Collected data
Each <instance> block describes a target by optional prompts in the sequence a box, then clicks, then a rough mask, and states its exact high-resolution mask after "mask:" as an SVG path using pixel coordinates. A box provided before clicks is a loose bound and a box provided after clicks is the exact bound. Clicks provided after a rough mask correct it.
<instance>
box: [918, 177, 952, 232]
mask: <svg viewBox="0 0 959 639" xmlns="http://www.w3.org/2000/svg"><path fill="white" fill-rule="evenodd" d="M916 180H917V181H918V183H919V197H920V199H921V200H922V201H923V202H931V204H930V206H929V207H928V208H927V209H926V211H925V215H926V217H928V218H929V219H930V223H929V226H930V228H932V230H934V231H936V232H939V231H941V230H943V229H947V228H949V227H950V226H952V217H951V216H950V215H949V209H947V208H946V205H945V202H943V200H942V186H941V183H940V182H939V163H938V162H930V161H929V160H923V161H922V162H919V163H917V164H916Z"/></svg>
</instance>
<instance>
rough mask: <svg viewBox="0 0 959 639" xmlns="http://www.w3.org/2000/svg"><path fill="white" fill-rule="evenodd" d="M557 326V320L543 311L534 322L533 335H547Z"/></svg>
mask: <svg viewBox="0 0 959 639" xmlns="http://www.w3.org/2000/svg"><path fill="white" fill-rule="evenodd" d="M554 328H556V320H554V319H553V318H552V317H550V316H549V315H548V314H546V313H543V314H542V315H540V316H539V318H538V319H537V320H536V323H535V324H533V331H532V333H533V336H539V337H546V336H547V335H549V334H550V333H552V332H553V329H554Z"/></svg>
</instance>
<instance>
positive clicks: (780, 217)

> **REQUIRED ACTION**:
Rename "rough mask" as "coarse mask" throughout the rows above. Leave all other text unchanged.

> **PROBLEM SOLUTION**:
Each <instance> block describes a target by optional prompts in the sequence a box, then clicks, then a coarse mask, and states its exact high-resolution mask after "mask:" as an SVG path using pixel coordinates. A box provided before clicks is a loose bound and a box provided after clicks is the exact bound. Clicks provided after a coarse mask correct it.
<instance>
box: [918, 177, 952, 232]
mask: <svg viewBox="0 0 959 639" xmlns="http://www.w3.org/2000/svg"><path fill="white" fill-rule="evenodd" d="M916 180H917V181H918V183H919V197H920V199H921V200H922V201H923V202H931V204H930V206H929V207H928V208H927V209H926V211H925V215H926V217H928V218H929V219H930V223H929V226H930V228H932V230H934V231H936V232H939V231H941V230H943V229H947V228H949V227H950V226H952V217H951V216H950V215H949V209H947V208H946V205H945V202H943V200H942V186H941V183H940V182H939V163H938V162H930V161H929V160H923V161H922V162H919V163H917V164H916Z"/></svg>
</instance>
<instance>
coarse mask: <svg viewBox="0 0 959 639" xmlns="http://www.w3.org/2000/svg"><path fill="white" fill-rule="evenodd" d="M557 326V320L543 311L534 322L533 335H547Z"/></svg>
mask: <svg viewBox="0 0 959 639" xmlns="http://www.w3.org/2000/svg"><path fill="white" fill-rule="evenodd" d="M554 328H556V320H554V319H553V318H552V317H550V316H549V315H548V314H546V313H543V314H542V315H540V316H539V318H538V319H537V320H536V323H535V324H533V331H532V333H533V336H539V337H546V336H547V335H549V334H550V333H552V332H553V329H554Z"/></svg>
</instance>
<instance>
positive clicks: (780, 217)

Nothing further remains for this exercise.